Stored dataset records
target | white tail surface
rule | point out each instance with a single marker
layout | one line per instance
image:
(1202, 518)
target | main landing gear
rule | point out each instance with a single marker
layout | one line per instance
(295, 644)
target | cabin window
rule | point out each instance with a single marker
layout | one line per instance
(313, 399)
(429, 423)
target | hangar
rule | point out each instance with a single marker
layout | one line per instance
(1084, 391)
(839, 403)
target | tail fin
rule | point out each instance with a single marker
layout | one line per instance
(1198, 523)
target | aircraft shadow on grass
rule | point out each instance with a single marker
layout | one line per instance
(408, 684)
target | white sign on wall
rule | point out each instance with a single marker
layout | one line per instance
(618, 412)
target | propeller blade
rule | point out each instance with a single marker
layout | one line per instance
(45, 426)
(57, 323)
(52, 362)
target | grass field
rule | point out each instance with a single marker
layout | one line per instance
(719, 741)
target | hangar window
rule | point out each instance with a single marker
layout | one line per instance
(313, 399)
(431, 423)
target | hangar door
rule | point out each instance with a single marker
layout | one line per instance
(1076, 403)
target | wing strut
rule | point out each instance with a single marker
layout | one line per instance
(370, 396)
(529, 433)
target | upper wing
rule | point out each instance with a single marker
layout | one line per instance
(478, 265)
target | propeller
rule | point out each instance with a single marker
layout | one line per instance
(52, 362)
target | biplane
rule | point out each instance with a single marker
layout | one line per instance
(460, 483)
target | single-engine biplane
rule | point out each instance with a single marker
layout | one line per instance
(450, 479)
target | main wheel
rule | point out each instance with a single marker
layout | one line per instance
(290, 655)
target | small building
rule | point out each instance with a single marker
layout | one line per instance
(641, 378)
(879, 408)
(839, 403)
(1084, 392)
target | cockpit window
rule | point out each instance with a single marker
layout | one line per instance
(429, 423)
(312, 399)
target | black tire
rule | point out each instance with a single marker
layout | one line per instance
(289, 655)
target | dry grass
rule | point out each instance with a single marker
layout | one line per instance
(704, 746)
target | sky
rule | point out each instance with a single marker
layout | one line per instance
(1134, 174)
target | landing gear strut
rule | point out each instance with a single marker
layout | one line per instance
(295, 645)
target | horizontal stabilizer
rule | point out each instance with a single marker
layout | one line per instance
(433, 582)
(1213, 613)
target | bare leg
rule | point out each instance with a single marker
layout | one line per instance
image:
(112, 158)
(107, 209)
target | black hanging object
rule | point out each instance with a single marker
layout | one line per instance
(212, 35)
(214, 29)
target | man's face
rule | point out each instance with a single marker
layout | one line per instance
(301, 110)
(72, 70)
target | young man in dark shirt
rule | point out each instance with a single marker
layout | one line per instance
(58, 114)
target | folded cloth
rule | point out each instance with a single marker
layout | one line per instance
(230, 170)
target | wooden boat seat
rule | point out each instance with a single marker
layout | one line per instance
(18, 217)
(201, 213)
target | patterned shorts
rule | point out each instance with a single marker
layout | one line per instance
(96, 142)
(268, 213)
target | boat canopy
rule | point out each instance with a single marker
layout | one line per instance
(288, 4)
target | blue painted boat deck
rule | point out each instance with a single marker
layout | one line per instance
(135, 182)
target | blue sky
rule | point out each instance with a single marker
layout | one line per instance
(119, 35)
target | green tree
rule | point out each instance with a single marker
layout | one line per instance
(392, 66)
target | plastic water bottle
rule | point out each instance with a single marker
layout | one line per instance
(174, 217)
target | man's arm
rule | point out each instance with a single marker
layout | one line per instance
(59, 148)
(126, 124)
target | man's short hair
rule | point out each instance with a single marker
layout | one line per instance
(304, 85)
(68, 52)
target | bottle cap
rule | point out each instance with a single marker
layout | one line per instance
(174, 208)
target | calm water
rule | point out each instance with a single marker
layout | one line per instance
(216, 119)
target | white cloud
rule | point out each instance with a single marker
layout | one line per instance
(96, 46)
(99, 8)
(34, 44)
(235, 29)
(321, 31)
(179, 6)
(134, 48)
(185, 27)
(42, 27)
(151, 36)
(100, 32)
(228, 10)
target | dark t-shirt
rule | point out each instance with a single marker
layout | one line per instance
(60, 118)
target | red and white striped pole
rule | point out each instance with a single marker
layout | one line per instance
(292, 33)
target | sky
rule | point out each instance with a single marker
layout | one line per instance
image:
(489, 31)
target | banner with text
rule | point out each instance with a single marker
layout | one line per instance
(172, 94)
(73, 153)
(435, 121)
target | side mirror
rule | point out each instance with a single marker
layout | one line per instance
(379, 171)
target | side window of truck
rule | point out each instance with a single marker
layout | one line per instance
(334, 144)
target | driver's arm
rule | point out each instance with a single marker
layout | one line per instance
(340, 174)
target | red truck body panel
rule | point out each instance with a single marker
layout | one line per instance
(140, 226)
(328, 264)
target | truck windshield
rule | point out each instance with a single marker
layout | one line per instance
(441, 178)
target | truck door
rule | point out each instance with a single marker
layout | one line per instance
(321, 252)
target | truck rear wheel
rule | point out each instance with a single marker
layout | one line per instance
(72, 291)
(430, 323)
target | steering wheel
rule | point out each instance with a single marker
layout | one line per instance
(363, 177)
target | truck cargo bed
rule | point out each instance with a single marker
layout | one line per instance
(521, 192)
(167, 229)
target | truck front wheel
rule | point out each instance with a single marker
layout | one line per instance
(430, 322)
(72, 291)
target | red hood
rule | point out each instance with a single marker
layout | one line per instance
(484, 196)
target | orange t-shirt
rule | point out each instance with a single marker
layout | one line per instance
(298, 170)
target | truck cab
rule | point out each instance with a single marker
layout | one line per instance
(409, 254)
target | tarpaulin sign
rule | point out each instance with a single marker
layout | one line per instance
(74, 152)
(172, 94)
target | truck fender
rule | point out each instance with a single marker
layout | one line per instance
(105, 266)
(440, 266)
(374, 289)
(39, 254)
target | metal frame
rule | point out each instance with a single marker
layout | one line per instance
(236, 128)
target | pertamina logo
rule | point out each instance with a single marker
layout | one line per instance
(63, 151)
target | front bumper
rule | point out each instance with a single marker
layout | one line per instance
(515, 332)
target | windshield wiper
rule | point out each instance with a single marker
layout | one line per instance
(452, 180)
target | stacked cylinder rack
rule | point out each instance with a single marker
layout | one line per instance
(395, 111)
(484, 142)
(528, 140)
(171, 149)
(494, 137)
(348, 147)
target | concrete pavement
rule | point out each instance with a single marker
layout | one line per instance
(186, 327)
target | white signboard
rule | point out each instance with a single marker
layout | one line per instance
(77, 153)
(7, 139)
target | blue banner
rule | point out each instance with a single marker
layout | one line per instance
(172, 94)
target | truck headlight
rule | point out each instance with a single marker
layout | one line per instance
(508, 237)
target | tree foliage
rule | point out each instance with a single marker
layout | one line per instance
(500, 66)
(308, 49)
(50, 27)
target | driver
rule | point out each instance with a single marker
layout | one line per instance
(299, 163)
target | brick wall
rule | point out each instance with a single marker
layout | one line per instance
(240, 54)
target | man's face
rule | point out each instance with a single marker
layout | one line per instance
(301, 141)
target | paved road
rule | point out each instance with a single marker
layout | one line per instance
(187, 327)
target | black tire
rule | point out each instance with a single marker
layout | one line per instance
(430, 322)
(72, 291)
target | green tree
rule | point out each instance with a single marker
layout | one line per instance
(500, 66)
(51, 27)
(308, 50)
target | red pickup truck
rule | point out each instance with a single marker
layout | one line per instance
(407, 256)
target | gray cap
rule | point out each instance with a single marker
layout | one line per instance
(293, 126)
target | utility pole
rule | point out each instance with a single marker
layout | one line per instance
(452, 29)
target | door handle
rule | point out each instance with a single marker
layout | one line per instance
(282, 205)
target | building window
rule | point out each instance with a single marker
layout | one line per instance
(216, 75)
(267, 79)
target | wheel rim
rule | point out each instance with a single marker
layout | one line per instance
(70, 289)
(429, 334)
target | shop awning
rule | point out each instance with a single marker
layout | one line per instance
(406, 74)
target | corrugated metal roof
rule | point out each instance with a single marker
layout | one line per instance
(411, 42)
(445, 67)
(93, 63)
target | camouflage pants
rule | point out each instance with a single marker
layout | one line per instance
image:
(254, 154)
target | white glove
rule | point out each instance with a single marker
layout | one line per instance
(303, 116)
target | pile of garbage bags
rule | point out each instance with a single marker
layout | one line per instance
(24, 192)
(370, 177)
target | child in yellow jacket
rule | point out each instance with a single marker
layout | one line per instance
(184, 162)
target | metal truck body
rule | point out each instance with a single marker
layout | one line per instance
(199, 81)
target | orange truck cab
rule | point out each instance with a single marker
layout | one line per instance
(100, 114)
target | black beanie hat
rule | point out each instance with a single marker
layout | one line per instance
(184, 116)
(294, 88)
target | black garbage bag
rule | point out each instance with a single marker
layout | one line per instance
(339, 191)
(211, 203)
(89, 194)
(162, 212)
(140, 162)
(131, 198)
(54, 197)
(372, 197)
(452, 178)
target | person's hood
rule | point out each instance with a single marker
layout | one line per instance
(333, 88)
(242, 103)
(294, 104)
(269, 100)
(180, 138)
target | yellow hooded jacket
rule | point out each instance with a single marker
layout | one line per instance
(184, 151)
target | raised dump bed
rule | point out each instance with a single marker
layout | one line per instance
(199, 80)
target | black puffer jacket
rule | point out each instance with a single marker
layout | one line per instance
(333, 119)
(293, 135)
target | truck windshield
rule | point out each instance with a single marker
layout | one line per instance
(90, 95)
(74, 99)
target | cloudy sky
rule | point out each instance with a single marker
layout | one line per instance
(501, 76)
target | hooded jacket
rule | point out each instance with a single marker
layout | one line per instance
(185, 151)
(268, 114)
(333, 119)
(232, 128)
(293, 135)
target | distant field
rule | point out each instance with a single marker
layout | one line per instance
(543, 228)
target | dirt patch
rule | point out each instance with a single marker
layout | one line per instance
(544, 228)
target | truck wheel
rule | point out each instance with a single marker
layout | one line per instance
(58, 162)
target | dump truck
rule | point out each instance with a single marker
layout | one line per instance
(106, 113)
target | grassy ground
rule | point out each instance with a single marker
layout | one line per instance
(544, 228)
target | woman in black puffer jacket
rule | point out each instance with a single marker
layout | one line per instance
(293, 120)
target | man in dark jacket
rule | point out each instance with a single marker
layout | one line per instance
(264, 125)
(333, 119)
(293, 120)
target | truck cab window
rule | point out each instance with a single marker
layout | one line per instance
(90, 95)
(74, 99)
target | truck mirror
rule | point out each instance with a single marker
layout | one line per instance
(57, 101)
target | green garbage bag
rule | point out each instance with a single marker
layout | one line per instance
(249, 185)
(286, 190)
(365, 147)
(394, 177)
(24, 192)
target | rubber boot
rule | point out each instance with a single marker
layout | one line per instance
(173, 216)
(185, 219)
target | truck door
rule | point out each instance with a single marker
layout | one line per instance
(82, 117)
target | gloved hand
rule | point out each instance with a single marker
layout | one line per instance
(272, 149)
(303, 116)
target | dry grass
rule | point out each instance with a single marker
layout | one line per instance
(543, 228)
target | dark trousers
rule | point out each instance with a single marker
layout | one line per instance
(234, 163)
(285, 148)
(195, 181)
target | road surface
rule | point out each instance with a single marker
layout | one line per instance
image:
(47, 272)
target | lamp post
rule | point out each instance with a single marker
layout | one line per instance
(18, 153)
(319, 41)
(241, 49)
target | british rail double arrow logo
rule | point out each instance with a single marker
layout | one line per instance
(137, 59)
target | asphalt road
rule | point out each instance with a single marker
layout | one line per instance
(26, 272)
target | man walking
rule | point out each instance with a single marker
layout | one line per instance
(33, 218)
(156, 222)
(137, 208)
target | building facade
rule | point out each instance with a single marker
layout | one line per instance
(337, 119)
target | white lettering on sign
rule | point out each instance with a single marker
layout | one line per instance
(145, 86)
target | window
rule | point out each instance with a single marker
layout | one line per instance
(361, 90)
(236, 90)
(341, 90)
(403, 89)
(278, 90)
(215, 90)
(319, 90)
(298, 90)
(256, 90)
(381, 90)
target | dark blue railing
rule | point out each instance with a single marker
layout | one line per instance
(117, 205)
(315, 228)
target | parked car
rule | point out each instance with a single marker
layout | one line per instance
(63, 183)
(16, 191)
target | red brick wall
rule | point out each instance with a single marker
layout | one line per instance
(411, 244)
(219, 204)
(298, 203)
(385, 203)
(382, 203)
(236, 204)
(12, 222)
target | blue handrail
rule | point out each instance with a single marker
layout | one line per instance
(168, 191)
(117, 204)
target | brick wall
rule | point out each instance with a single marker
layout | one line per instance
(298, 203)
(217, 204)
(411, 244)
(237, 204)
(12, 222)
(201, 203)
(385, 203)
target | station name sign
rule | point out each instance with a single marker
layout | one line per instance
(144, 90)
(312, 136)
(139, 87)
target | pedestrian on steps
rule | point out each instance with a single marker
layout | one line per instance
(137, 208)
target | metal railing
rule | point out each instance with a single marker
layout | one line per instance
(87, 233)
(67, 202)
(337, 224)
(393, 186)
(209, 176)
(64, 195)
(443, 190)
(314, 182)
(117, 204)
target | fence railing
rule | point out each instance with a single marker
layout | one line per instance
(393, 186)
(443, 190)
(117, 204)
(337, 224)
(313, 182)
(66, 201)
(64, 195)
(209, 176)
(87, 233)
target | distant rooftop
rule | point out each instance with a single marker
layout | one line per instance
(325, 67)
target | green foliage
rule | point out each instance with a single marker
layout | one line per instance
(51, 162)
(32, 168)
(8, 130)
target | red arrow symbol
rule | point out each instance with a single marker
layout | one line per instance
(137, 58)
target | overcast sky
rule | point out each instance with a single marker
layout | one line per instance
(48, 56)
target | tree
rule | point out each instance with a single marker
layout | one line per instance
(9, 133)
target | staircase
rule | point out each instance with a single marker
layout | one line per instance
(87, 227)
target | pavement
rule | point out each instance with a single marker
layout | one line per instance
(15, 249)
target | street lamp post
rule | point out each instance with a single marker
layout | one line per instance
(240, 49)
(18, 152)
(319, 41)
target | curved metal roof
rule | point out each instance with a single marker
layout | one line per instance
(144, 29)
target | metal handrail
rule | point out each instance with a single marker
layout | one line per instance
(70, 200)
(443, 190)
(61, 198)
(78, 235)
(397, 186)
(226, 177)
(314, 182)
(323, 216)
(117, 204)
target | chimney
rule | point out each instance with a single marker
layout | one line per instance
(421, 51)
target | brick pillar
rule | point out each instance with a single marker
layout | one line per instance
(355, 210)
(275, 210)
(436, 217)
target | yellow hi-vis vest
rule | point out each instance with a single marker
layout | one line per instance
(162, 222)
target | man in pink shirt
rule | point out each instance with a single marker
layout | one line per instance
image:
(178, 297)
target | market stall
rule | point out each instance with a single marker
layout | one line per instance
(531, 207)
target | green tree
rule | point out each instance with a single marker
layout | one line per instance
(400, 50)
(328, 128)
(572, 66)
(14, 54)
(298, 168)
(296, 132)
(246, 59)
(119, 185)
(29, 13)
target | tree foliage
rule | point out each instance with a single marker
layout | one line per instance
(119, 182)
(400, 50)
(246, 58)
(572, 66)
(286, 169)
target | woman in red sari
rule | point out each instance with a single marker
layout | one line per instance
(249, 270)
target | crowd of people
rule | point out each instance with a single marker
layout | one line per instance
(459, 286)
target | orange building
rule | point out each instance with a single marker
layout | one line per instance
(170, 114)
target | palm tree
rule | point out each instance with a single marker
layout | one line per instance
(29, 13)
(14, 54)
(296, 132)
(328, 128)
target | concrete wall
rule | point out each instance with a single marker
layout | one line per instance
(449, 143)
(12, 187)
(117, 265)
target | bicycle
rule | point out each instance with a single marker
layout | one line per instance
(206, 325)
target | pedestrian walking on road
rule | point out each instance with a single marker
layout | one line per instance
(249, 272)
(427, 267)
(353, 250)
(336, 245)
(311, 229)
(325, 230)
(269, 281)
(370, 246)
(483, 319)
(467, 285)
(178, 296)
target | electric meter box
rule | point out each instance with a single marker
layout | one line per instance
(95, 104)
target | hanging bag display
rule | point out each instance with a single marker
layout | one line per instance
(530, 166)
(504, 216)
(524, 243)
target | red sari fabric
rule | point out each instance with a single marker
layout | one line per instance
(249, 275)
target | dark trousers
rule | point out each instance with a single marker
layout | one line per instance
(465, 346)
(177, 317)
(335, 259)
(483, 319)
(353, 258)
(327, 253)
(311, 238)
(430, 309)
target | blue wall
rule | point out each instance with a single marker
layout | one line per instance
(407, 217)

--- What you are asked to do ---
Copy out the records starting at the line with "target | bicycle" and ending at the last line of the records, with both of those lines included.

--- Exercise result ---
target | bicycle
rule | point out each instance with a single marker
layout | one line per instance
(206, 325)
target | pedestrian walking on road
rule | point out each instance with a single marker
layout | one line per instance
(249, 272)
(427, 267)
(353, 250)
(336, 245)
(311, 229)
(325, 230)
(269, 281)
(370, 246)
(483, 319)
(467, 285)
(178, 296)
target | electric meter box
rule | point out each instance with a single marker
layout | one line per instance
(95, 104)
target | hanging bag display
rule | point out each instance with a single marker
layout | one line per instance
(530, 166)
(504, 216)
(524, 243)
target | red sari fabric
rule | point out each instance with a single marker
layout | one line per instance
(249, 275)
target | dark trousers
rule | point out each instance with a single marker
layout | one line per instance
(465, 346)
(177, 317)
(335, 259)
(483, 319)
(353, 258)
(327, 253)
(311, 238)
(430, 309)
target | blue wall
rule | point out each instance with a single marker
layout | one line per instance
(407, 217)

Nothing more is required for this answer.